● INSTRUCTIONS:
[a] According to the text on hydrocephalus, how often does the condition occur?
[b] Write out the portion of the hydrocephalus text between "Up to 15 percent" and "hydrocephalus in the US.", inclusive.
[PASSAGE TO READ Boundary: Start]
What is Hydrocephalus?
Hydrocephalus is one of the most common congenital (present at birth) problems in children and the most common clinical problem pediatric neurosurgeons face. It happens to one child per 1,000 live births and is a major social, medical and economic problem. Hydrocephalus is almost always a life-long condition.
Cerebrospinal fluid (CSF) is important to the human body because it bathes and cushions the brain and quickly transfers signals between its different areas. A child with hydrocephalus,
however, has too much CSF inside the ventricles of the brain.
The treatment for hydrocephalus—the shunt—has saved many lives,
but we still don’t have a cure and shunting is not a perfect treatment.
Up to 15 percent of children with shunts have painful problems during their lifetime—problems like infections or shunts that don’t work properly. This often means operating many times on a child to replace the shunt. Dr. Avellino and his colleagues
at Seattle Children's would like to save children from this pain.
At Children’s, we’re asking, “How can we treat patients in a less invasive manner and possibly cure hydrocephalus?”
Facts:
- 1 million people have hydrocephalus in the US.
- There are 180 different causes.
[PASSAGE TO READ Boundary: End]
[SUPPLIED DATA Boundary: Start]
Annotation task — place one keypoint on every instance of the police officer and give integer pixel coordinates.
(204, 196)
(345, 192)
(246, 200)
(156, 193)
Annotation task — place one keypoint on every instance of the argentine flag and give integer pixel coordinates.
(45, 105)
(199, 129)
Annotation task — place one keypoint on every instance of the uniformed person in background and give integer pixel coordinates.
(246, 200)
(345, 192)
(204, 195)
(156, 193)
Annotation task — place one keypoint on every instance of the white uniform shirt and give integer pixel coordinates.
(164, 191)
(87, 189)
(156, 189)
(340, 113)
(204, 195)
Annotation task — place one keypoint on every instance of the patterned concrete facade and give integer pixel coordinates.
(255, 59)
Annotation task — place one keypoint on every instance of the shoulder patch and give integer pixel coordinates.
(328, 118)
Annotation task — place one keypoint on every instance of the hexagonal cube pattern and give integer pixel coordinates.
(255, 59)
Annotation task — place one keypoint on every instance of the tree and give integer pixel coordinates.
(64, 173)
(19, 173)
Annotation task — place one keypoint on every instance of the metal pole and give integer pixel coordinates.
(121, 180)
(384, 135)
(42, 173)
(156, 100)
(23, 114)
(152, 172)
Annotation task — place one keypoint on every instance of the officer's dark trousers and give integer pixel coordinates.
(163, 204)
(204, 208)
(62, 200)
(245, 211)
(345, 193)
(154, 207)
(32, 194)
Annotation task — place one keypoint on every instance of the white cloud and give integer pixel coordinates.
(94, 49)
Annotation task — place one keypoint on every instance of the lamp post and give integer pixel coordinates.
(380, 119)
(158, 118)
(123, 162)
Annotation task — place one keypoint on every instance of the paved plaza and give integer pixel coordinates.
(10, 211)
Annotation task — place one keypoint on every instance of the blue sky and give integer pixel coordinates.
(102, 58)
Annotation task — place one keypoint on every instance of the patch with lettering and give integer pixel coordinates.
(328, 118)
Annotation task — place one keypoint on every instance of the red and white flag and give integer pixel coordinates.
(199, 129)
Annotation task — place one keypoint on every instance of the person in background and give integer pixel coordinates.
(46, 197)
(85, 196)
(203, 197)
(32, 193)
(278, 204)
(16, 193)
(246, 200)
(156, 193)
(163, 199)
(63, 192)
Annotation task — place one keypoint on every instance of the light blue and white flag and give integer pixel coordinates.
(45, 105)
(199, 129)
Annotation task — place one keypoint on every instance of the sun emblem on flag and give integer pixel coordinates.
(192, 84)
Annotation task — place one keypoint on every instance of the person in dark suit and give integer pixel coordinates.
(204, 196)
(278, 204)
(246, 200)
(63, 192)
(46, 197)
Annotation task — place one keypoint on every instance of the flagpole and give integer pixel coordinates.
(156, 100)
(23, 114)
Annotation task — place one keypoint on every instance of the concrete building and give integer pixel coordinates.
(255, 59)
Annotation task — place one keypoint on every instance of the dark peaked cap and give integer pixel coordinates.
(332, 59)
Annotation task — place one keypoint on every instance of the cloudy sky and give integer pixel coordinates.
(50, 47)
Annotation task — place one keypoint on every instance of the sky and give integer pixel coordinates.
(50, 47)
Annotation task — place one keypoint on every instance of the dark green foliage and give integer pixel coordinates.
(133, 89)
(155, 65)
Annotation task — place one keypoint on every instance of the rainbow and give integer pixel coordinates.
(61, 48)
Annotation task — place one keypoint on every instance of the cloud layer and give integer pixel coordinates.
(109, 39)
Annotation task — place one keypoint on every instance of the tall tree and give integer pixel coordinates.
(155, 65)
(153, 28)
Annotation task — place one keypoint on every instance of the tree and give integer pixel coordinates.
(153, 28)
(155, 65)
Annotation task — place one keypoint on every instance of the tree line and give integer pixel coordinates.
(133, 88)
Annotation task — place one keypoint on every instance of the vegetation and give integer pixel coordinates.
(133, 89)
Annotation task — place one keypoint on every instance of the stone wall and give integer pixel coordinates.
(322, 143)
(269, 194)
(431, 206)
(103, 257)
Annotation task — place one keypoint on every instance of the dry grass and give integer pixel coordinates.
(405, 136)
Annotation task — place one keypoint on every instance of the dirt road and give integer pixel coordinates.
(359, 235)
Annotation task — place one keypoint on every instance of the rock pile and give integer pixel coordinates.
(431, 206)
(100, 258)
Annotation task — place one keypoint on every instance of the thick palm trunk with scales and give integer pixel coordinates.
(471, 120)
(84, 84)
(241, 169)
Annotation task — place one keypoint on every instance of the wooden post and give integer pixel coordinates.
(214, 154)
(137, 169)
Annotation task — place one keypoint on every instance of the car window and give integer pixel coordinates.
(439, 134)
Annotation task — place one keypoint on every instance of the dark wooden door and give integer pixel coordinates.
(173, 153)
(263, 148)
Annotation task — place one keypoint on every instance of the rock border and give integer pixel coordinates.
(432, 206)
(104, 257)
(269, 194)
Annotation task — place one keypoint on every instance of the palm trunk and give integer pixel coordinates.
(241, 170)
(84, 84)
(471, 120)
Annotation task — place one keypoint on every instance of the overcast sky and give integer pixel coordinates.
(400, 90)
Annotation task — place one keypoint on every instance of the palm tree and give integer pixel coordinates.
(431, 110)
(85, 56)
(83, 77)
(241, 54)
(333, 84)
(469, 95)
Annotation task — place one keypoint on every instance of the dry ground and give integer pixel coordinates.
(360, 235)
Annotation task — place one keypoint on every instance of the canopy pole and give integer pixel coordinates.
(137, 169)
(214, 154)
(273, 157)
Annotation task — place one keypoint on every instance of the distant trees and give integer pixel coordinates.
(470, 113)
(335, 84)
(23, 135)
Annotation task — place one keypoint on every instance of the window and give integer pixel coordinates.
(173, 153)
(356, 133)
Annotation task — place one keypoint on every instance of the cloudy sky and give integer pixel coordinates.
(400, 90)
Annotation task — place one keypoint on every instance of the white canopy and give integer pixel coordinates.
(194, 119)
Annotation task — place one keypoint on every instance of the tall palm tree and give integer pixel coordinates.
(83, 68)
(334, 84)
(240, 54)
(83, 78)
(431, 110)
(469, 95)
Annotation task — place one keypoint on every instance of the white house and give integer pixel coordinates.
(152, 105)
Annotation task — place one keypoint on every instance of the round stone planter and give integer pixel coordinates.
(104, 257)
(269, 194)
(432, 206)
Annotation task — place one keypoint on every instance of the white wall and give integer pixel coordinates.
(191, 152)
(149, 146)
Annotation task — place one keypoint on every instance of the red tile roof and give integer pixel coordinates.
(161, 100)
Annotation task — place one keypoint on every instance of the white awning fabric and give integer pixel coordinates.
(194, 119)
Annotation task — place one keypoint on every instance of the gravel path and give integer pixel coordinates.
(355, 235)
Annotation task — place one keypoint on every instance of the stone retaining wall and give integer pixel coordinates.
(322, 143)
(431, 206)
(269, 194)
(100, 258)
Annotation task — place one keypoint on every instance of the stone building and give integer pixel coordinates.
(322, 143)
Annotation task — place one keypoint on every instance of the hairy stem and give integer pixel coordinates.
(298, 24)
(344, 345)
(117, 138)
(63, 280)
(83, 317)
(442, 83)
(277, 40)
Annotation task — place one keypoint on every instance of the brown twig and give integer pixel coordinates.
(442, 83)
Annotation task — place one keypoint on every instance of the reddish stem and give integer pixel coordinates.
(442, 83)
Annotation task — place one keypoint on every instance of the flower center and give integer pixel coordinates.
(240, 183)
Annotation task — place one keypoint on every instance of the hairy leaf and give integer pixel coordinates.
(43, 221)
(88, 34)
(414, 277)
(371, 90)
[SUPPLIED DATA Boundary: End]
● SOLUTIONS TO THE PROBLEMS:
[a] It happens to one child per 1,000 live births.

[b]
Up to 15 percent of children with shunts have painful problems during their lifetime—problems like infections or shunts that don’t work properly. This often means operating many times on a child to replace the shunt. Dr. Avellino and his colleagues
at Seattle Children's would like to save children from this pain.
At Children’s, we’re asking, “How can we treat patients in a less invasive manner and possibly cure hydrocephalus?”
Facts:
- 1 million people have hydrocephalus in the US.